[GIVEN PASSAGE — start]

Despite mounting public opposition to the anti-terror bill, President Rodrigo Duterte is inclined to sign it into law, a Palace official said Tuesday.
In an interview with CNN Philippines, presidential spokesman Harry Roque said the President would likely sign the bill, once it has been reviewed by the Office of the Executive Secretary and the Department of Justice (DOJ).
Roque admitted, however, that the bill has not yet reached the President’s desk.
READ: Anti-terror bill veto feared to work vs. PH
“He has not seen the measure or the anti-terror bill,” Roque said. “I guess that we are waiting for the final review by the
executive secretary and if it’s possible if the DOJ will also have its inputs because (Chief Presidential Legal Counsel) Secretary (Salvador) Panelo has already submitted his.”
Duterte could either sign the bill into law or veto it. He could also simply let the measure lapse into law by not acting on it for 30 days.
While the measure is aimed at toughening the country’s anti-terrorism law, several human rights groups and lawmakers have expressed concern that it could be abused to crack down on dissent.
Justice Secretary Menardo Guevarra said he would submit his comments on the bill by Wednesday.

[GIVEN PASSAGE — finish]

Pick up the news report on the anti-terror bill after its last sentence and keep writing it.

[DATA — start]

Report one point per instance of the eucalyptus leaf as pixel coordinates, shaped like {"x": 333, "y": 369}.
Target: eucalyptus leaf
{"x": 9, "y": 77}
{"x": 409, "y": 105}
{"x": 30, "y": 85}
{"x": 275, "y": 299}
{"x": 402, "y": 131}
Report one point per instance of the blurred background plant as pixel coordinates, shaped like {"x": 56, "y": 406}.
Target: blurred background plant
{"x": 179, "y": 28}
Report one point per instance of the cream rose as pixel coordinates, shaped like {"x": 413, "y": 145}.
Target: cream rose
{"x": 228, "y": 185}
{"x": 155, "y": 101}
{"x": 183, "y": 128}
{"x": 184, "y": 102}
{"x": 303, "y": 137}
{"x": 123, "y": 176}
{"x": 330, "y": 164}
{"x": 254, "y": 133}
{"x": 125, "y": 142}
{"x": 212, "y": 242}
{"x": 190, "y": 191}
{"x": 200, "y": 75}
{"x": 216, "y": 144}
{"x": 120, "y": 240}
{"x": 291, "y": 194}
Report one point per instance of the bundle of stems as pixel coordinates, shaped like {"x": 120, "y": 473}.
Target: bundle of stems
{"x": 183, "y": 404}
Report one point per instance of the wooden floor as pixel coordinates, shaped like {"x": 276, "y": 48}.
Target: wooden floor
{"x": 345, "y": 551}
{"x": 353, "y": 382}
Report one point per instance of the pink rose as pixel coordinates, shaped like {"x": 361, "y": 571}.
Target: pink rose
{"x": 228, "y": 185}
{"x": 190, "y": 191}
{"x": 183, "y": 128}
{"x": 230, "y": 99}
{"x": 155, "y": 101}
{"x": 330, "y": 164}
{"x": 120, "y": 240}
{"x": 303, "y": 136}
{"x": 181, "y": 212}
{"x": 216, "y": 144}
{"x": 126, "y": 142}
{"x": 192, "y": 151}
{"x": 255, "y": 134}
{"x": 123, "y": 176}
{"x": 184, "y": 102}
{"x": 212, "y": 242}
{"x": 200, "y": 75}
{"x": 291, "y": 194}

[DATA — finish]

__ANSWER SPACE__:
“We finished our brainstorming session yesterday, examining and inter-relating with one another each and every section of the enrolled anti-terrorism bill,” Guevarra said, in a text message.
READ: Palace receives anti-terror bill, says Duterte to review measure
“We are drafting our comments today and will send our internal communication to the Office of the President tomorrow,” the DOJ chief added.
Guevarra said the DOJ cannot make public the results of its review, since its communication will be addressed directly to the Office of the President.
Earlier, Guevarra said theDOJ and the Anti-Terrorism Council would come up with the bill’s implementing rules and regulations that would ensure that people’s rights are safeguarded.
He said should the bill be enacted into law, the DOJ would try to define more clearly the parameters within which the law will be implemented and enforced, “to erase any latitude for misapplication or abuse.”
But the Concerned Lawyers for Civil Liberties (CLCL), a broad network of legal academics, litigation and human rights lawyers and civil libertarians asked Guevarra and the DOJ to consider the constitutional implications of the new terror bill and recommend the veto of the bill.
“What Malacañang attempts to do with the new terror bill is overkill—when there are enough laws against terrorism,” the CLCL said in a statement.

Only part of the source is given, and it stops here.